**** Extracted text
Sankar Guru is a 1987 Indian Tamil-language action film, directed by L. Raja and produced by M. Saravanan, M. Balasubramanian and M. S. Guhan. The film was shot simultaneously in Telugu as Chinnari Devatha with Raja Naidu as director. It stars Arjun, Seetha, Rajani and Baby Shalini. The film was released on 19 March 1987, and was commercially successful in both languages.

Plot 

Sankar Guru, an honest police inspector, fights for the rights of poor people. When Rekha falls in love with him, a few gangsters try to attack her to teach Sankar a lesson.
********
**** Record list
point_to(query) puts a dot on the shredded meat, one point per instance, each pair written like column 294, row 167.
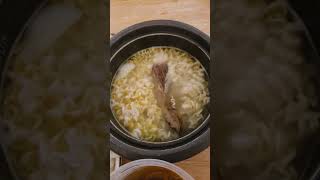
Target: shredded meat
column 167, row 105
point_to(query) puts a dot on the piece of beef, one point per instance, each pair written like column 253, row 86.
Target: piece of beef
column 159, row 73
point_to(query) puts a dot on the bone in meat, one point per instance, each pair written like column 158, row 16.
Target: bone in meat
column 159, row 73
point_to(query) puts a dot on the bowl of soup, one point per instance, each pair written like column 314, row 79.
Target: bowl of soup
column 159, row 93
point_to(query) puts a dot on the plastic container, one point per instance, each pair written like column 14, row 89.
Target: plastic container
column 131, row 167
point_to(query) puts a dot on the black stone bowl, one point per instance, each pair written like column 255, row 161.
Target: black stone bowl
column 151, row 34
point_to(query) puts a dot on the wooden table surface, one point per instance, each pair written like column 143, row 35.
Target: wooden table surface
column 124, row 13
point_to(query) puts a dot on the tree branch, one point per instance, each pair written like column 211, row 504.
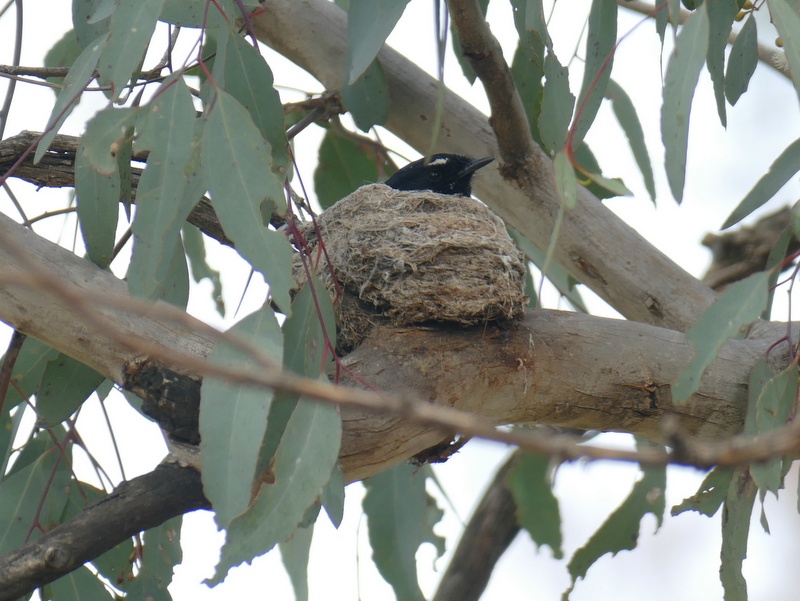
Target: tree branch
column 595, row 246
column 134, row 506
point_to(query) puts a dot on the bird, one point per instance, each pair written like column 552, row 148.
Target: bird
column 442, row 173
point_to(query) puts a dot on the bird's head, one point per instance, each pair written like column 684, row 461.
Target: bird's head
column 443, row 174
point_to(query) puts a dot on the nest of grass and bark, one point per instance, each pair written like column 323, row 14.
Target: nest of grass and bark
column 409, row 258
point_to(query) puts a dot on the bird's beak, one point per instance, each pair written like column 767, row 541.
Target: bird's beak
column 474, row 165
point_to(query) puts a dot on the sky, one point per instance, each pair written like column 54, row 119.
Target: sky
column 682, row 558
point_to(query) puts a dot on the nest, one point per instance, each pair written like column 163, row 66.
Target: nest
column 403, row 258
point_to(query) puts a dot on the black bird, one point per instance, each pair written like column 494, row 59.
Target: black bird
column 443, row 174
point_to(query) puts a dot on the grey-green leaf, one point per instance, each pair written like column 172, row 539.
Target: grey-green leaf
column 369, row 23
column 236, row 164
column 233, row 417
column 66, row 384
column 367, row 98
column 600, row 40
column 401, row 516
column 625, row 112
column 740, row 304
column 537, row 506
column 683, row 72
column 79, row 76
column 742, row 61
column 132, row 26
column 302, row 466
column 780, row 172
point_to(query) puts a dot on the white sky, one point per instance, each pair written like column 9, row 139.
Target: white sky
column 681, row 560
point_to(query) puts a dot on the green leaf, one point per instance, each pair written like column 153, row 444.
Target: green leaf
column 233, row 417
column 773, row 410
column 720, row 19
column 600, row 41
column 780, row 172
column 566, row 184
column 236, row 164
column 79, row 76
column 344, row 164
column 367, row 98
column 736, row 514
column 195, row 249
column 80, row 585
column 98, row 198
column 683, row 72
column 557, row 104
column 785, row 16
column 31, row 493
column 66, row 384
column 738, row 306
column 401, row 516
column 87, row 27
column 710, row 496
column 103, row 136
column 162, row 552
column 620, row 532
column 625, row 112
column 294, row 553
column 63, row 53
column 28, row 370
column 302, row 466
column 132, row 26
column 742, row 61
column 248, row 78
column 369, row 23
column 537, row 506
column 166, row 129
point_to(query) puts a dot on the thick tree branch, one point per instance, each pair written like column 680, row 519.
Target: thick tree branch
column 595, row 246
column 134, row 506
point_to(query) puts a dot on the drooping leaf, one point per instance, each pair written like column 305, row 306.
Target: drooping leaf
column 98, row 208
column 537, row 506
column 66, row 384
column 302, row 466
column 132, row 26
column 162, row 552
column 683, row 72
column 79, row 76
column 294, row 553
column 237, row 171
column 742, row 61
column 566, row 184
column 786, row 18
column 233, row 417
column 710, row 496
column 166, row 129
column 600, row 41
column 248, row 78
column 738, row 306
column 626, row 115
column 344, row 165
column 401, row 516
column 780, row 172
column 199, row 267
column 720, row 19
column 736, row 514
column 80, row 585
column 369, row 23
column 367, row 98
column 620, row 532
column 557, row 104
column 773, row 409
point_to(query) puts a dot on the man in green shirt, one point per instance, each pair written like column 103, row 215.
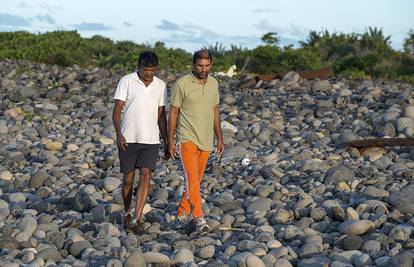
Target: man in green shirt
column 195, row 118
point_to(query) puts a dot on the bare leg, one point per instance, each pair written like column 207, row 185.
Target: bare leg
column 127, row 190
column 142, row 193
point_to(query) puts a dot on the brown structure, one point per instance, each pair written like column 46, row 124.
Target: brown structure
column 381, row 142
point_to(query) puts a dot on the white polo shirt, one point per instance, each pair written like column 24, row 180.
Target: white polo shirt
column 139, row 123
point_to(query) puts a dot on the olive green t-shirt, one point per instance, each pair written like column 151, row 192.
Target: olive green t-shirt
column 196, row 102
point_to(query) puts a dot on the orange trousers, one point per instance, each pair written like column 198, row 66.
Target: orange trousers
column 194, row 163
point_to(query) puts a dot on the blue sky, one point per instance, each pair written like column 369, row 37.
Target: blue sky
column 192, row 24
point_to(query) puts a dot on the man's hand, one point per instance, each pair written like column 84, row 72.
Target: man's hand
column 166, row 152
column 172, row 149
column 220, row 148
column 121, row 142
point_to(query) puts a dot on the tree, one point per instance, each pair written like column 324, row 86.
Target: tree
column 271, row 38
column 409, row 43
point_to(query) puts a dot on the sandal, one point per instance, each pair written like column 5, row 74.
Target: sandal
column 127, row 219
column 137, row 228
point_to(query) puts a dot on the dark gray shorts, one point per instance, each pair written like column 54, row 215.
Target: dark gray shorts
column 138, row 155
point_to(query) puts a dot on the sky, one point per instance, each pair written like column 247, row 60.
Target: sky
column 191, row 25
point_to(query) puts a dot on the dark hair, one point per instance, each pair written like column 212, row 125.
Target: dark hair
column 147, row 59
column 202, row 54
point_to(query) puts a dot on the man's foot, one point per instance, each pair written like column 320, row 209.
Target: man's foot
column 201, row 225
column 127, row 220
column 137, row 228
column 181, row 221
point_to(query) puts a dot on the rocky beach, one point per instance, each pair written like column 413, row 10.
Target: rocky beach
column 288, row 191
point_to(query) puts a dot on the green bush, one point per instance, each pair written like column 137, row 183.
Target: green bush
column 366, row 55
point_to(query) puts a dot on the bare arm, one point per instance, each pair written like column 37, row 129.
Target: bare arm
column 162, row 125
column 172, row 123
column 217, row 131
column 116, row 119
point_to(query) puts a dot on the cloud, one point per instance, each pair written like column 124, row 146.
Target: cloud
column 290, row 34
column 91, row 26
column 198, row 36
column 23, row 5
column 45, row 18
column 265, row 10
column 13, row 20
column 167, row 25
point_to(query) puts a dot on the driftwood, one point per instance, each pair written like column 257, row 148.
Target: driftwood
column 322, row 73
column 381, row 142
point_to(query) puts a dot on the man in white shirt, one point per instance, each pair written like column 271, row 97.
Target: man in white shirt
column 143, row 97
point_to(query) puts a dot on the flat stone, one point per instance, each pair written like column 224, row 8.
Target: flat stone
column 356, row 227
column 136, row 259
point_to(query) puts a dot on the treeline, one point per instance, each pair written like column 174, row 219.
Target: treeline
column 366, row 55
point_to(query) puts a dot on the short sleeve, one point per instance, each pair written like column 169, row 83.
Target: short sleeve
column 176, row 95
column 217, row 100
column 121, row 90
column 162, row 101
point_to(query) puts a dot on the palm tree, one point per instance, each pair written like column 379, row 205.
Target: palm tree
column 409, row 43
column 271, row 38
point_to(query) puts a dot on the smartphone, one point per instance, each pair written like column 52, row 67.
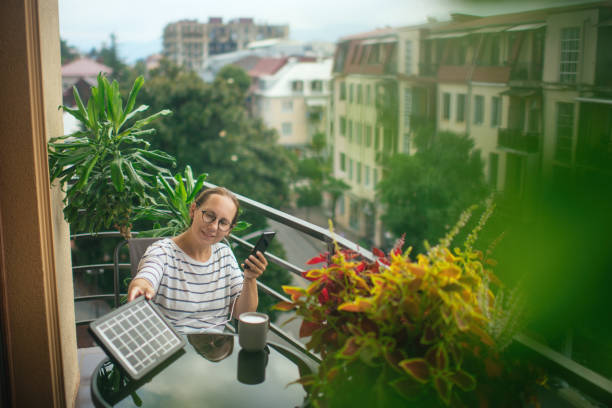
********
_Set of tasks_:
1. Answer these questions about the Sankar Guru article, one line each:
(a) Under what title was the film shot in Telugu?
(b) On what date was the film released?
(c) What is Sankar Guru's job in the plot?
2. Please list every actor the Sankar Guru article names as a star of the film.

_Response list_:
1.
(a) Chinnari Devatha
(b) 19 March 1987
(c) He is an honest police inspector.

2.
Arjun
Seetha
Rajani
Baby Shalini